If the ratio of the altitudes of two triangles be 3:4 and the ratio of their corresponding areas be 4 : 3, then the ratio of their corresonding lengths of bases is

To find the ratio of the corresponding lengths of bases of two triangles given the ratio of their altitudes and areas, we can follow these steps: ### Step-by-Step Solution: 1. **Understand the Given Ratios**: - The ratio of the altitudes of the two triangles is given as \( H_1 : H_2 = 3 : 4 \). - The ratio of their corresponding areas is given as \( A_1 : A_2 = 4 : 3 \). 2. **Use the Area Formula**: - The area of a triangle can be calculated using the formula: \[ \text{Area} = \frac{1}{2} \times \text{Base} \times \text{Height} \] - For the first triangle: \[ A_1 = \frac{1}{2} \times B_1 \times H_1 \] - For the second triangle: \[ A_2 = \frac{1}{2} \times B_2 \times H_2 \] 3. **Set Up the Ratio of Areas**: - From the area formulas, we can express the ratio of the areas as: \[ \frac{A_1}{A_2} = \frac{\frac{1}{2} \times B_1 \times H_1}{\frac{1}{2} \times B_2 \times H_2} = \frac{B_1 \times H_1}{B_2 \times H_2} \] - This simplifies to: \[ \frac{B_1 \times H_1}{B_2 \times H_2} = \frac{4}{3} \] 4. **Substitute the Ratio of Heights**: - We know \( \frac{H_1}{H_2} = \frac{3}{4} \). Substitute this into the area ratio: \[ \frac{B_1 \times \frac{3}{4} H_2}{B_2 \times H_2} = \frac{4}{3} \] - Cancel \( H_2 \) from both sides: \[ \frac{B_1 \times 3}{B_2 \times 4} = \frac{4}{3} \] 5. **Cross Multiply**: - Cross multiplying gives: \[ 3B_1 \times 3 = 4B_2 \times 4 \] - This simplifies to: \[ 9B_1 = 16B_2 \] 6. **Find the Ratio of Bases**: - Rearranging gives: \[ \frac{B_1}{B_2} = \frac{16}{9} \] ### Final Answer: The ratio of the corresponding lengths of bases is \( B_1 : B_2 = 16 : 9 \). ---

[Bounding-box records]
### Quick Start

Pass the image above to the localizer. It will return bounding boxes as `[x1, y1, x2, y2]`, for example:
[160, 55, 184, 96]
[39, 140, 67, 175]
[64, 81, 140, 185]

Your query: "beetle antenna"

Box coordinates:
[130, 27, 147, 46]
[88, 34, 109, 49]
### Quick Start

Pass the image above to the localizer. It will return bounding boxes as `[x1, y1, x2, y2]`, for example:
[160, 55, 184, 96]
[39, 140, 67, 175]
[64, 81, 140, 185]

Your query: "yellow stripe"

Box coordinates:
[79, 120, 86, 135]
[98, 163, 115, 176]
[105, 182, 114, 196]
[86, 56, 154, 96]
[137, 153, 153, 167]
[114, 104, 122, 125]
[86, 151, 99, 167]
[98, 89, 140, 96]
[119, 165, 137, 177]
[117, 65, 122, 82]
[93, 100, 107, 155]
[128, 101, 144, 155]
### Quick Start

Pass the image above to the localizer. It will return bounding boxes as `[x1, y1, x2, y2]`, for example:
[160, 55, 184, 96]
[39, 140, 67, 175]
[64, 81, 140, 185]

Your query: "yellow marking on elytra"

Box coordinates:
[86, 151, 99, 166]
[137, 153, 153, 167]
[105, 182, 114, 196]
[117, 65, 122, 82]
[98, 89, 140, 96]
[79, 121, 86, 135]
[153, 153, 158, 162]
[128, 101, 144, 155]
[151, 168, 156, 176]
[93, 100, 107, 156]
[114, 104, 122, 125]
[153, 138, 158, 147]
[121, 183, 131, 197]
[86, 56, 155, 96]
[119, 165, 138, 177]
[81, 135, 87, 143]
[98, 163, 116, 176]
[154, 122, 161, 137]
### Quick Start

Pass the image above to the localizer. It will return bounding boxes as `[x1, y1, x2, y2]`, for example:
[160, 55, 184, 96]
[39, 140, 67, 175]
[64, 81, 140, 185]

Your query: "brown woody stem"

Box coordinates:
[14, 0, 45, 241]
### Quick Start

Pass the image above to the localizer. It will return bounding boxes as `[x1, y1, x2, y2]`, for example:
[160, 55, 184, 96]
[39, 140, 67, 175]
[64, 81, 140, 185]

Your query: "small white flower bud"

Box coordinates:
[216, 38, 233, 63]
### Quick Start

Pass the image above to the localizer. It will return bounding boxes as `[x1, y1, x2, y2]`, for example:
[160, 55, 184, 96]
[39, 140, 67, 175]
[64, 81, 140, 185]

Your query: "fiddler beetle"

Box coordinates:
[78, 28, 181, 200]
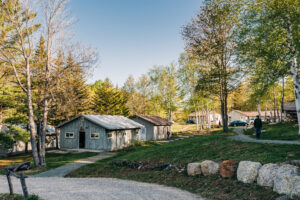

WRITTEN REQUEST -
Using the text on triangle ratios, decide whether each statement agrees with it, answering yes or no and quoting the deciding words. 1. The altitudes of the two triangles are in the ratio 3:4. 2. The areas of the two triangles are in the ratio 3 : 4. 3. The solution includes a cross-multiplication step. The records are separate material and have no connection to the text on triangle ratios.

RIGHT ANSWER -
1. Yes: "If the ratio of the altitudes of two triangles be 3:4"
2. No: "the ratio of their corresponding areas be 4 : 3"
3. Yes: "Cross multiplying gives"